TASK TO COMPLETE:
Set down every record exactly as it appears.

[Point localization data]
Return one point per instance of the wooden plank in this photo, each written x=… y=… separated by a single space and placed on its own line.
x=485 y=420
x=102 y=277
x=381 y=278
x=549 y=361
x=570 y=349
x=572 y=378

TASK RESULT:
Return one point per instance of the wooden plank in this photo, each written x=… y=… separated by a single space and placed on its own line.
x=485 y=420
x=102 y=277
x=381 y=278
x=549 y=361
x=570 y=349
x=572 y=378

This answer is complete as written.